_What you are asked to do_
Pull out every line of the material below that contains the word "black", treating uppercase and lowercase as different.

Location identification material
★ ★ ★ ★

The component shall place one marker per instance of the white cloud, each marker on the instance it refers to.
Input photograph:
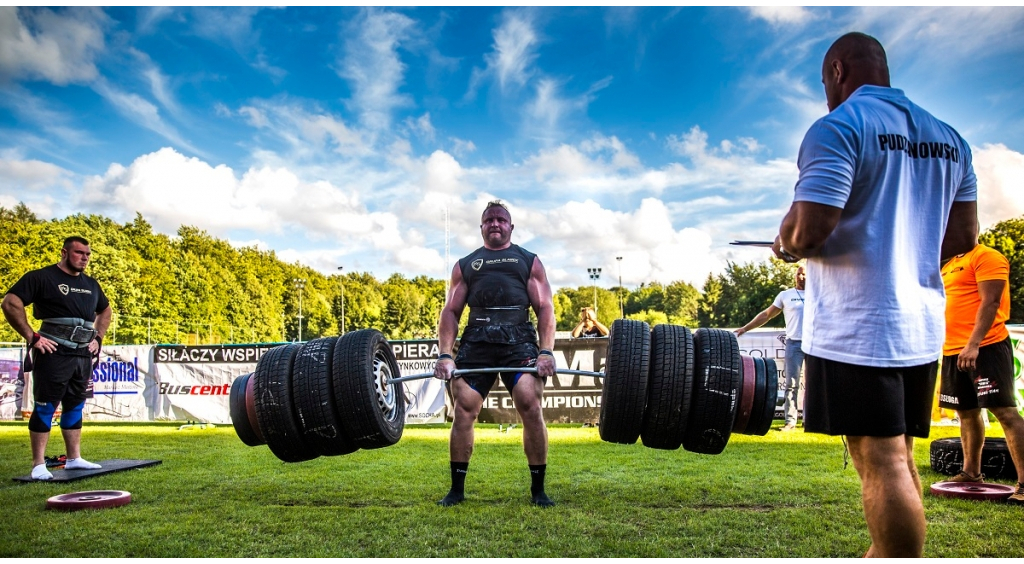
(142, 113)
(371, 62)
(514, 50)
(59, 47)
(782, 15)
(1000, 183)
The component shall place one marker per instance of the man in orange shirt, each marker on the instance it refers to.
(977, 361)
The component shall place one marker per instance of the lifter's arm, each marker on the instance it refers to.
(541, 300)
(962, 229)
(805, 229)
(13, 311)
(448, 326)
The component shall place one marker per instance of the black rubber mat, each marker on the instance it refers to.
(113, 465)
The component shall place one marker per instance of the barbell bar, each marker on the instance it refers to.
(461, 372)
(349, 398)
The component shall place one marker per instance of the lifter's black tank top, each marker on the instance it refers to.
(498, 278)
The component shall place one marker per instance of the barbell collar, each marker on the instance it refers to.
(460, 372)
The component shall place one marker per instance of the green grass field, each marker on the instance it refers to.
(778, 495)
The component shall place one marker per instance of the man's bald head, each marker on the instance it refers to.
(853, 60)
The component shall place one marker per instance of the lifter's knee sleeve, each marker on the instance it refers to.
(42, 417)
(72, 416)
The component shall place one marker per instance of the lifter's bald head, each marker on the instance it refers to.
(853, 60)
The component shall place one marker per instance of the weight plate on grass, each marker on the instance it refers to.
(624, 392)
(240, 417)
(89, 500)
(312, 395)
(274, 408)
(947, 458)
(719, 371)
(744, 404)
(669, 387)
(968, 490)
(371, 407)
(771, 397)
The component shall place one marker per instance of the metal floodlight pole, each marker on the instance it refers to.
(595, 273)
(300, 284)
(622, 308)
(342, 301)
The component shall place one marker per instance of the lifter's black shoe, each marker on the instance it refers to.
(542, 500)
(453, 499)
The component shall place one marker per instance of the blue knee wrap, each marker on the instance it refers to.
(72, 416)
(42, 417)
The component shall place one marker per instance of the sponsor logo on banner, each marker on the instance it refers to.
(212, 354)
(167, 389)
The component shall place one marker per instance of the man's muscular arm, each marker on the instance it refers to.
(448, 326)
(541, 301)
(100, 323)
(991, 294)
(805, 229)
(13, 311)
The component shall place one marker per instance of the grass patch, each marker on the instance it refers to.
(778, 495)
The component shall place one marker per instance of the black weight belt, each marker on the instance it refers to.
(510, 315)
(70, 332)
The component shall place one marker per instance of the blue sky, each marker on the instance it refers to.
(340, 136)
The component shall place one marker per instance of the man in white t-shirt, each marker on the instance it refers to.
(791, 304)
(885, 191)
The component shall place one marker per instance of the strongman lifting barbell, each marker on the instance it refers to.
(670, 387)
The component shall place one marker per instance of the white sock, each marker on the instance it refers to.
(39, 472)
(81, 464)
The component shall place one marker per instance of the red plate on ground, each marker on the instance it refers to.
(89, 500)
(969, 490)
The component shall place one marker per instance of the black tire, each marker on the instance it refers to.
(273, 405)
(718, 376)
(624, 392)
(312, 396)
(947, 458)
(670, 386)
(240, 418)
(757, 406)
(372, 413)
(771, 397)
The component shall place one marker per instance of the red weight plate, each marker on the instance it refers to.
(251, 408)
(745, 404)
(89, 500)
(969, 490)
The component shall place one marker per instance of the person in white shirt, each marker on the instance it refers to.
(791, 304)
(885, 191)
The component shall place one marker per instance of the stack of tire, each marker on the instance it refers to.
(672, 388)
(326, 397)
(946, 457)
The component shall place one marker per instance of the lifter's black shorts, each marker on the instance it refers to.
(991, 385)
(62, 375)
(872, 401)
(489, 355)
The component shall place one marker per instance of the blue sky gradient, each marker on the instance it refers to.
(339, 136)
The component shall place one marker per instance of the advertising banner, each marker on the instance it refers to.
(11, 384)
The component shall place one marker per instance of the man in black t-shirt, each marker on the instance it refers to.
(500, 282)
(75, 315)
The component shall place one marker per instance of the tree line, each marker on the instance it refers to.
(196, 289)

★ ★ ★ ★

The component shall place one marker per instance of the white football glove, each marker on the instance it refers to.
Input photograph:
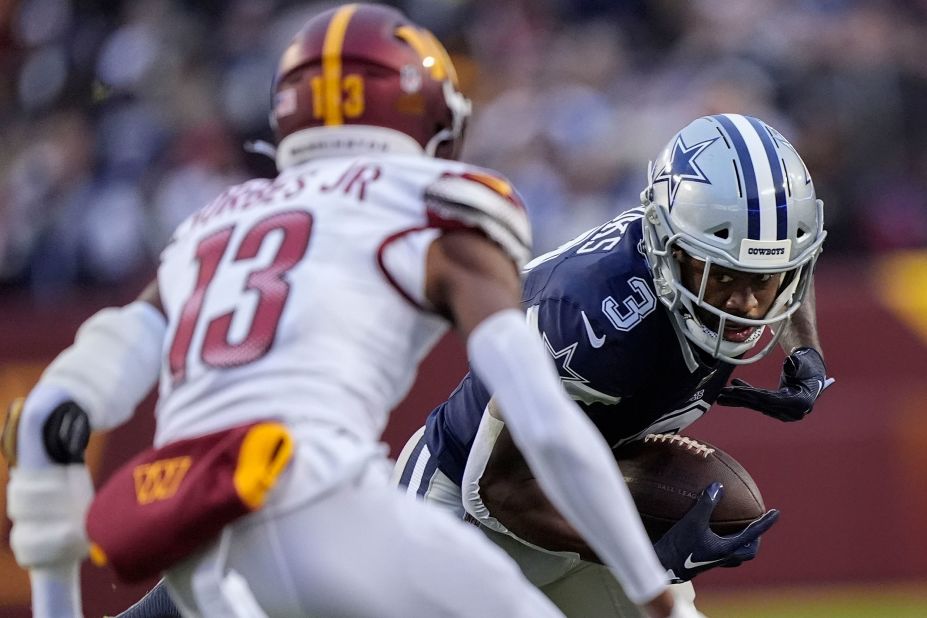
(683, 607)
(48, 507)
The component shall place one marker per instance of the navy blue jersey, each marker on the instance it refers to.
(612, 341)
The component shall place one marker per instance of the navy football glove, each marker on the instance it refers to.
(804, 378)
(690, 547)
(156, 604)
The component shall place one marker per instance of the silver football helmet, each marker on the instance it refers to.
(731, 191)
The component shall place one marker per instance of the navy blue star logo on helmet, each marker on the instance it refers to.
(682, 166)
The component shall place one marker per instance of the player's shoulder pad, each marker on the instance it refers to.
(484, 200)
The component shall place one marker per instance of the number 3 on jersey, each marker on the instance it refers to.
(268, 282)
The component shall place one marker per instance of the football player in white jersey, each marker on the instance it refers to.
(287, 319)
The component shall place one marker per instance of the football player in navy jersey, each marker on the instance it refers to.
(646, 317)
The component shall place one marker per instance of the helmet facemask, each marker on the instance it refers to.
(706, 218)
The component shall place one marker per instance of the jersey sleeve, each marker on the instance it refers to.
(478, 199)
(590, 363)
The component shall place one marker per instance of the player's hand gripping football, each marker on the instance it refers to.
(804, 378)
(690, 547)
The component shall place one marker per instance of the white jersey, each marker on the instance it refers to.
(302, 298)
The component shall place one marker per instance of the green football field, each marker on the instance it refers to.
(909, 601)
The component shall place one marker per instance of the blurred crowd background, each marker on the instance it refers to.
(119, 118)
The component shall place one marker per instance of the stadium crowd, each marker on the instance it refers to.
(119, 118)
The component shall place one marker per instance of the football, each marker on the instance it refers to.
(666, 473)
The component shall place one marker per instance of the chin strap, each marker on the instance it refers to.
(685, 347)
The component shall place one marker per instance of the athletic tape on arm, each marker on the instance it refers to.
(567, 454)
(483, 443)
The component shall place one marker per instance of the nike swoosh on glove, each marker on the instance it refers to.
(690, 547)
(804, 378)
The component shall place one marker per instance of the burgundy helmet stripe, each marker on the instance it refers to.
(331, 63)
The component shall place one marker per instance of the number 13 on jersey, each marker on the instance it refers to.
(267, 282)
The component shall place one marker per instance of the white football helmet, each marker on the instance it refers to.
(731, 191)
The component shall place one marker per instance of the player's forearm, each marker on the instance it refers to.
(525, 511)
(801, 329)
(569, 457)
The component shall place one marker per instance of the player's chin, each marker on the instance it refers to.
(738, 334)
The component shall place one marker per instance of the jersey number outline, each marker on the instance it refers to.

★ ★ ★ ★

_Worked solution_
The component shall place one marker per instance of the black rubber mat, each marker on the instance it refers to.
The component shall place one marker per instance of the lifter's black tank top, each marker on the instance it refers to.
The component shall place one marker per instance of the lifter's black shoe, each marker on the instance it refers to.
The component shall place one marker per instance of the black weight belt, each marker on the instance it refers to.
The component shall place one marker per instance of the black tire, each marker on the instance it refers to.
The component shall place one marker per instance of the lifter's black shorts, each marker on the instance it refers to.
The component shall place one marker per instance of the man in black t-shirt, each marker on the instance it refers to.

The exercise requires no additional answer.